» **EXERCISE**
Copy every line of the listing below that contains the string "shirt". Case counts.

» **DATA ENTRIES**
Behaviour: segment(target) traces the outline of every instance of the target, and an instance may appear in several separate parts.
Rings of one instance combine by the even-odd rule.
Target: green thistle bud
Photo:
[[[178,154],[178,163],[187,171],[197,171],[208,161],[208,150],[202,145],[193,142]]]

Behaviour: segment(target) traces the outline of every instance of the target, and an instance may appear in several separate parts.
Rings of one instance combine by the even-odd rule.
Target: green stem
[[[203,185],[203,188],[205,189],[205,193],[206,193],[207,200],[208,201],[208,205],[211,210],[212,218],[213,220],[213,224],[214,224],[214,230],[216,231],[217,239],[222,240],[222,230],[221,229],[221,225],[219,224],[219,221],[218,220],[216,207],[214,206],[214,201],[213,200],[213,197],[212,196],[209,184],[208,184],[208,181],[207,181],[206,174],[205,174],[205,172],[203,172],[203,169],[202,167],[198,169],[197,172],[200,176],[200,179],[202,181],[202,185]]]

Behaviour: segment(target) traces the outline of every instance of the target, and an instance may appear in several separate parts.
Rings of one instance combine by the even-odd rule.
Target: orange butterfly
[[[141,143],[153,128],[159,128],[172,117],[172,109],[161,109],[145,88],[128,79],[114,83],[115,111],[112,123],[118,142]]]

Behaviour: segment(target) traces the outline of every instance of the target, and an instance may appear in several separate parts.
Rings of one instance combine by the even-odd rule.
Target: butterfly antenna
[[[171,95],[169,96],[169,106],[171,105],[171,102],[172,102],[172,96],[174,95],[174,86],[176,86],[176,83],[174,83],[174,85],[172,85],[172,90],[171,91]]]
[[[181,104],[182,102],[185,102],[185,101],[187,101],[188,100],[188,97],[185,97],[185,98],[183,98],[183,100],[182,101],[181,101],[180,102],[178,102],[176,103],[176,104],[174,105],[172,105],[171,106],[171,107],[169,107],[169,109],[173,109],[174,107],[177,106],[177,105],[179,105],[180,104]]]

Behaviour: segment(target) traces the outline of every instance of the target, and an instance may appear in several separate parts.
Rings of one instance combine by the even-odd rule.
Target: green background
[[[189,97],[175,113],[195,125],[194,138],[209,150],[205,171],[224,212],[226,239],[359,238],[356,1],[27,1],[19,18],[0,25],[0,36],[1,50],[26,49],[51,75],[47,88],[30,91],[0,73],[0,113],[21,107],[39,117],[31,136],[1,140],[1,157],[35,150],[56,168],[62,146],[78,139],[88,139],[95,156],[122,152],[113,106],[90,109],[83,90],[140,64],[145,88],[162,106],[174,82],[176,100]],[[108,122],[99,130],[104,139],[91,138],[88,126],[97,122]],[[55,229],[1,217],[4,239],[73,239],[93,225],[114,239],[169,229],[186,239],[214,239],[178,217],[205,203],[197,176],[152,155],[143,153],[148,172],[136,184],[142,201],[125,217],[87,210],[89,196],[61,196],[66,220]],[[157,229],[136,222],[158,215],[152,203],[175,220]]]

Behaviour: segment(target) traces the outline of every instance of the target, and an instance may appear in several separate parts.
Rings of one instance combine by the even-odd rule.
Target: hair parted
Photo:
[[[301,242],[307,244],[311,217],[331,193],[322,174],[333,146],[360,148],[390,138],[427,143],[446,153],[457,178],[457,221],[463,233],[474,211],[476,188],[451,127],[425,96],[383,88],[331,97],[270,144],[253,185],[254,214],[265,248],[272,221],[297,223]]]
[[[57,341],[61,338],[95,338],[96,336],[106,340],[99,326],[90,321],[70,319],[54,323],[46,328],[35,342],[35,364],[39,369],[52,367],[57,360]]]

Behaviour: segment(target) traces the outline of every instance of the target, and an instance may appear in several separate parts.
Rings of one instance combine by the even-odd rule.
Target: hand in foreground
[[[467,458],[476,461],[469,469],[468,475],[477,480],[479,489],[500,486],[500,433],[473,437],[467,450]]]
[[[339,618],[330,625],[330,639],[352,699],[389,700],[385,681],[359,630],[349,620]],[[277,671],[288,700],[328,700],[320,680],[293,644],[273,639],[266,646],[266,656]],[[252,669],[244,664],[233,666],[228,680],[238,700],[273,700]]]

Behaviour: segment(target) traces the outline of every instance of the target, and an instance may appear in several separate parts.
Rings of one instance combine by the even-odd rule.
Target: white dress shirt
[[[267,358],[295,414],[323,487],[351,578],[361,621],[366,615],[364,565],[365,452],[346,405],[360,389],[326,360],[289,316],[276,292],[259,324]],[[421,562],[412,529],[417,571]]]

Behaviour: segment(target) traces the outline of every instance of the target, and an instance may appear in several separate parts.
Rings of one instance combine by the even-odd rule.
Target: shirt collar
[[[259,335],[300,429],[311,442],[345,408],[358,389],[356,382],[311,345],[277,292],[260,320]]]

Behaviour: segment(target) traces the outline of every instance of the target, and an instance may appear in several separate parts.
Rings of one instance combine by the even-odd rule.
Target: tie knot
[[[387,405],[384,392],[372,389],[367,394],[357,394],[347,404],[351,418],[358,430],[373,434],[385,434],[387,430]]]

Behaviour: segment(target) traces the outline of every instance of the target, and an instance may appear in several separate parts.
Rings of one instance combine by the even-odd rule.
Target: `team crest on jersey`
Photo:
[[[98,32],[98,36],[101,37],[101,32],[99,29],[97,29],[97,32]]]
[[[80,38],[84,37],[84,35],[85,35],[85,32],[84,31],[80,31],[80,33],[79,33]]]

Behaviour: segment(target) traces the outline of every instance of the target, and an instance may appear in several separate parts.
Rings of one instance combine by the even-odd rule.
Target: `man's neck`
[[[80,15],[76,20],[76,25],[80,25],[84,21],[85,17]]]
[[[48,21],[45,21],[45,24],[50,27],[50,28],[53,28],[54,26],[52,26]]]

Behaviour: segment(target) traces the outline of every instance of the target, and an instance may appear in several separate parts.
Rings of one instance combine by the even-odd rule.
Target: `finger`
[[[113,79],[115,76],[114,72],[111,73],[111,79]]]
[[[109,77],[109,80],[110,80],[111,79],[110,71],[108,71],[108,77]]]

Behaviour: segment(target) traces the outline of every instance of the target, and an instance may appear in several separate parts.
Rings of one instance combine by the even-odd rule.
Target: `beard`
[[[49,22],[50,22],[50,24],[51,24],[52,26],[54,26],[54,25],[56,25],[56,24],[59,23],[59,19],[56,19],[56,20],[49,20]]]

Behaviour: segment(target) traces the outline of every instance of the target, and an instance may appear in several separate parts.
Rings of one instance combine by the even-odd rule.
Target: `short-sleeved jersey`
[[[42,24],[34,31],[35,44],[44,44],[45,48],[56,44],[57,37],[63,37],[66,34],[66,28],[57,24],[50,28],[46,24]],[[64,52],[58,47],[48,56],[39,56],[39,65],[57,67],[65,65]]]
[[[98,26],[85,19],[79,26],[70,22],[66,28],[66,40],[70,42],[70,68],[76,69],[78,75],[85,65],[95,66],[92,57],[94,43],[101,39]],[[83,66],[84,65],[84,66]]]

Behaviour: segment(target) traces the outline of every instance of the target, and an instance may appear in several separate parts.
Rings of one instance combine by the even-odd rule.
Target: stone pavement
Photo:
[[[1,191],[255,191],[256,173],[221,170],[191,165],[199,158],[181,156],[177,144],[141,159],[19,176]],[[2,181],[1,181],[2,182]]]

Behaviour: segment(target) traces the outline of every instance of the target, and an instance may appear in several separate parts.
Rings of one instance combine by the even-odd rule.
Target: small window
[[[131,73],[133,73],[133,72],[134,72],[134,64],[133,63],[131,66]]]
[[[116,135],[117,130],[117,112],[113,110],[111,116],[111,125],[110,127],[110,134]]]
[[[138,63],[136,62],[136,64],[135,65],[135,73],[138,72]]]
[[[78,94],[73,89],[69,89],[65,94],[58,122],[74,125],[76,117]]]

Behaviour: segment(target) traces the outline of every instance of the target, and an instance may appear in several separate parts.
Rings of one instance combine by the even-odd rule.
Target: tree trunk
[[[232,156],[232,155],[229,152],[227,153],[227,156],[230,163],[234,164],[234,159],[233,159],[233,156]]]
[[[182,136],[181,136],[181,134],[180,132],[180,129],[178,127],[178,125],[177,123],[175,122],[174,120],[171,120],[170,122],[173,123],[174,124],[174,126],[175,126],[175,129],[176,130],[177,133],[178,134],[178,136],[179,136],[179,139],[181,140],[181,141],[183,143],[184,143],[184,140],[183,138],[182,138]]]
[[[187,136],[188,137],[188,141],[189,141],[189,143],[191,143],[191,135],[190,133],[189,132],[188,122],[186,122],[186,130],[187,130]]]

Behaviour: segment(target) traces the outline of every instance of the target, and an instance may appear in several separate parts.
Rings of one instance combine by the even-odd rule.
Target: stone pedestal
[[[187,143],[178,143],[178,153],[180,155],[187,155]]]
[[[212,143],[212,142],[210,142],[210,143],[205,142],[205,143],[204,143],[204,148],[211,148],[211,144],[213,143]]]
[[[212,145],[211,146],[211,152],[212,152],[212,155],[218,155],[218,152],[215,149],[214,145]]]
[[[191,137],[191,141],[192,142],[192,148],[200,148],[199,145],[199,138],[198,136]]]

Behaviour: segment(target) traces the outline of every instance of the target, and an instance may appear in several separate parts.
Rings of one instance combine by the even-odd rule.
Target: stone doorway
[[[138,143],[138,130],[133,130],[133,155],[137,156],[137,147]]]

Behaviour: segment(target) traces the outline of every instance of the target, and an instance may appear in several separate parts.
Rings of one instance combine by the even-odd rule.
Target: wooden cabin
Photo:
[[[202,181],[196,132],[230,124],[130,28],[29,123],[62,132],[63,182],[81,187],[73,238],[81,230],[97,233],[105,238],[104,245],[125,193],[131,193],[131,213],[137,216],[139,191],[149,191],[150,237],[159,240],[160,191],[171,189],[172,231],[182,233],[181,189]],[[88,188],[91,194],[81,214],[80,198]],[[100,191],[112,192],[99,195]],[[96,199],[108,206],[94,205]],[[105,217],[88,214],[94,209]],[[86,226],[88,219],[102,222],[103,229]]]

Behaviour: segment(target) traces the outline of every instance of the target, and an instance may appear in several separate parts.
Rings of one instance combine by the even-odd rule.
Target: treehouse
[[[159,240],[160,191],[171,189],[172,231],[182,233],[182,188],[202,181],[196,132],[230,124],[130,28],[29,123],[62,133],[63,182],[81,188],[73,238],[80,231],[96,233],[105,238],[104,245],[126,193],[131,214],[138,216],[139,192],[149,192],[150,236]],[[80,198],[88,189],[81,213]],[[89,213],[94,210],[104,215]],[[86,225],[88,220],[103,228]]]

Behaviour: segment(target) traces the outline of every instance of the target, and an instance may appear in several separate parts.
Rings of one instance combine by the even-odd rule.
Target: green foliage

» **CORRECT RESULT**
Target: white dress shirt
Target: shirt collar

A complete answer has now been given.